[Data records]
╔══

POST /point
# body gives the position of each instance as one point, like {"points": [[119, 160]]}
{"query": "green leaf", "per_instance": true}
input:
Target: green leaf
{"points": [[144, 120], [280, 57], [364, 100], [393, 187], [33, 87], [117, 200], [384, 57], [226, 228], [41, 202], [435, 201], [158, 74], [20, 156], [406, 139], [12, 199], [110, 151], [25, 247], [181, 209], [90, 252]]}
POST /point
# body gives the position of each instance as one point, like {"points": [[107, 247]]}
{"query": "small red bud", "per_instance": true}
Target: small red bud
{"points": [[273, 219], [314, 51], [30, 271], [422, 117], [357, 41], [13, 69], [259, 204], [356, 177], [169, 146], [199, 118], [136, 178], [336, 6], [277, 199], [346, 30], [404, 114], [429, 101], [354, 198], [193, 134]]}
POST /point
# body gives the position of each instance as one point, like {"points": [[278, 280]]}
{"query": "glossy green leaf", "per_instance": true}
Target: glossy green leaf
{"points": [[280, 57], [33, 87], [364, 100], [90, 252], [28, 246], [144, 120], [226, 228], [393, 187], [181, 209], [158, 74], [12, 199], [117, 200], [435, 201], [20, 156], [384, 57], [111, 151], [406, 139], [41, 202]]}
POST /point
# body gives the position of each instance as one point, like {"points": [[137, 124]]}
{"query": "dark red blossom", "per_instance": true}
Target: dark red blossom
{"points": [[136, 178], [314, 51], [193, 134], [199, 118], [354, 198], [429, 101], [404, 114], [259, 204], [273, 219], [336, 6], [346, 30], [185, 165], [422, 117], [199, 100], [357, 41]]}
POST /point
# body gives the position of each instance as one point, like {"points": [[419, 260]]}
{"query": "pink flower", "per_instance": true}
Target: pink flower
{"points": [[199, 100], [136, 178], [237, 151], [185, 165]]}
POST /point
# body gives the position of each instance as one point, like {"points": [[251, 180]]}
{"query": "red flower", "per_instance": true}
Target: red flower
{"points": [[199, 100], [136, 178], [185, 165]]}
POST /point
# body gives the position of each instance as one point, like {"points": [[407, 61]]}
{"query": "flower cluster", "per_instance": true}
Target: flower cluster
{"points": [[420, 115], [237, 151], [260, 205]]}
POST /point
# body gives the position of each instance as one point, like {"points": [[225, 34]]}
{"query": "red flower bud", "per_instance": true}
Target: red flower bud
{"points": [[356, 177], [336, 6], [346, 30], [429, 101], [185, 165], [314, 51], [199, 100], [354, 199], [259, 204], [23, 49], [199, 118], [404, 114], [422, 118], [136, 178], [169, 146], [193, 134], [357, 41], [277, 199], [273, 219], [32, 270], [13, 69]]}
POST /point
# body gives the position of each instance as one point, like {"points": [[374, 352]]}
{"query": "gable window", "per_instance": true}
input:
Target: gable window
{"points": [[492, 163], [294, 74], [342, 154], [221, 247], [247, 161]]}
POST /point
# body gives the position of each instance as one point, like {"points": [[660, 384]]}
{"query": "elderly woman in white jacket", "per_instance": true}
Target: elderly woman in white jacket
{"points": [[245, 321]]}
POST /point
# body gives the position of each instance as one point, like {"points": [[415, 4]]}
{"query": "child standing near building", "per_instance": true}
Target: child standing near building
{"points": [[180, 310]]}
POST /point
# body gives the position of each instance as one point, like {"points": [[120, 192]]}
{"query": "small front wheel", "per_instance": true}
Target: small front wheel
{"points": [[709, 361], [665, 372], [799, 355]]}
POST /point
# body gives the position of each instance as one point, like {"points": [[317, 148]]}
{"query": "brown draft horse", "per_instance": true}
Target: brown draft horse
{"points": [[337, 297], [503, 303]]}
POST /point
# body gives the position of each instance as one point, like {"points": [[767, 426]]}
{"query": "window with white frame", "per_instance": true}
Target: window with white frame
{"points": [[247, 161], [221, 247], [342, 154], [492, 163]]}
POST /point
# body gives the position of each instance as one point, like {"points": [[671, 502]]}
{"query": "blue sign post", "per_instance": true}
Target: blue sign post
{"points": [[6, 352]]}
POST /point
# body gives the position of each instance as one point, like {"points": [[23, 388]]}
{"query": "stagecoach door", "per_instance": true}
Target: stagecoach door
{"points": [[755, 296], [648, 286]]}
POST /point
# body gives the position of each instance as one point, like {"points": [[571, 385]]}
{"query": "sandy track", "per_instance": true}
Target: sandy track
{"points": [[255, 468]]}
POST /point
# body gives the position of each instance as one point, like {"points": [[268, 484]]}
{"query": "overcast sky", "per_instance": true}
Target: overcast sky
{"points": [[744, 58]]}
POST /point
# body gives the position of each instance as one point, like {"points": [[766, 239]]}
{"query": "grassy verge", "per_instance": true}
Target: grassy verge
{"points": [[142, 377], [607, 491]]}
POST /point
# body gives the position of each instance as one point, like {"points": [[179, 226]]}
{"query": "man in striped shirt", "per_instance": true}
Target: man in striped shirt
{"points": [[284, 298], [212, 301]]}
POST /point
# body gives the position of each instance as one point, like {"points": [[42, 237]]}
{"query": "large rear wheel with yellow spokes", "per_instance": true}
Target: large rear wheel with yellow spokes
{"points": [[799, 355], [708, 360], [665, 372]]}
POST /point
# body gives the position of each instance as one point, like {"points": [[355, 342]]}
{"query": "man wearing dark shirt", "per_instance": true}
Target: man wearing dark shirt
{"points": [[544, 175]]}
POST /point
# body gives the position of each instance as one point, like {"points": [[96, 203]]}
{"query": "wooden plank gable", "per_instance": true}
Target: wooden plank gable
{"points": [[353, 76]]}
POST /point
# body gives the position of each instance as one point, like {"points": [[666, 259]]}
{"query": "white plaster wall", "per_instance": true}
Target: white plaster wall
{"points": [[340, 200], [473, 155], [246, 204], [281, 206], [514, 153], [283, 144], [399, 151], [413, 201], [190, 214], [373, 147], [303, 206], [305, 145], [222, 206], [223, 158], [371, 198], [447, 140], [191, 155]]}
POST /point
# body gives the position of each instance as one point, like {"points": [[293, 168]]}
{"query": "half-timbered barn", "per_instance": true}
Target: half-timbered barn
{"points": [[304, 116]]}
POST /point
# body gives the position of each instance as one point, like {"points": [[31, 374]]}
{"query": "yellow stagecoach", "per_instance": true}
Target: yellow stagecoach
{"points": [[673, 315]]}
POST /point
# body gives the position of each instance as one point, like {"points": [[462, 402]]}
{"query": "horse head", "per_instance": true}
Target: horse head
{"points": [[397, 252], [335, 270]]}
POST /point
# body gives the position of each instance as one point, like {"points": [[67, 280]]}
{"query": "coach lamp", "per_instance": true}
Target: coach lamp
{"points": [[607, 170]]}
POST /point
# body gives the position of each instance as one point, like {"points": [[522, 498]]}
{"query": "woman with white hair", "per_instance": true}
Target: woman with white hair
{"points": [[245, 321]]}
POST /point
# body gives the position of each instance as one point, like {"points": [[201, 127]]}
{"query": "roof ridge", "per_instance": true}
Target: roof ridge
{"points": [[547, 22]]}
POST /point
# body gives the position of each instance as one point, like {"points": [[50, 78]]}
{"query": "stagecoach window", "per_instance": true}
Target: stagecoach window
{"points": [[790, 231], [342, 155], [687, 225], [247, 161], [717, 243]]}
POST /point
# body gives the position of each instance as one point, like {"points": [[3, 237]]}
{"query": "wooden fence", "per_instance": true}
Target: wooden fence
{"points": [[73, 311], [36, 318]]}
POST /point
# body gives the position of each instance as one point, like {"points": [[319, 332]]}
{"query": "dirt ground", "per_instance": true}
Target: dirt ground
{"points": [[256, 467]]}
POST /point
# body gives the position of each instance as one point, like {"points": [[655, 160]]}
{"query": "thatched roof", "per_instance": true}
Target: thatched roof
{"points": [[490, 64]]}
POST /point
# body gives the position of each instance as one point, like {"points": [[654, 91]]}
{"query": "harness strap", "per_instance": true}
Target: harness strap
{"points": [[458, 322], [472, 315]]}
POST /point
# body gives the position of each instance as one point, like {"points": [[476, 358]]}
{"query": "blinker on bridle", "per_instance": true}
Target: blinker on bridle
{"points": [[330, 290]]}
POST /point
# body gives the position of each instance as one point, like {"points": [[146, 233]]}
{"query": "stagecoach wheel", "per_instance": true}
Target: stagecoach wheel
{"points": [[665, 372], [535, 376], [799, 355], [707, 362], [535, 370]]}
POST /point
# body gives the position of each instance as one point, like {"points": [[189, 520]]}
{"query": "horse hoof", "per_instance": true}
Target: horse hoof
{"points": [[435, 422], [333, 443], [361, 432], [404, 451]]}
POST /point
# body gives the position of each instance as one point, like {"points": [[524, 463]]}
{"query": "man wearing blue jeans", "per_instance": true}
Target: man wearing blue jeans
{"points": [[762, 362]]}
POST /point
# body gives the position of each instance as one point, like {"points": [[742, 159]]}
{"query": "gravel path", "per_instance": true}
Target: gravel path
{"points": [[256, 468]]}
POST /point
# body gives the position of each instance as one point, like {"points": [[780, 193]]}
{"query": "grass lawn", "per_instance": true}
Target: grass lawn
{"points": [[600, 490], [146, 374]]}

╚══

> _EXERCISE OBJECTIVE_
How many lines in the material above contain the string "wearing"? Reply with the number only.

> _COMPLETE RESPONSE_
4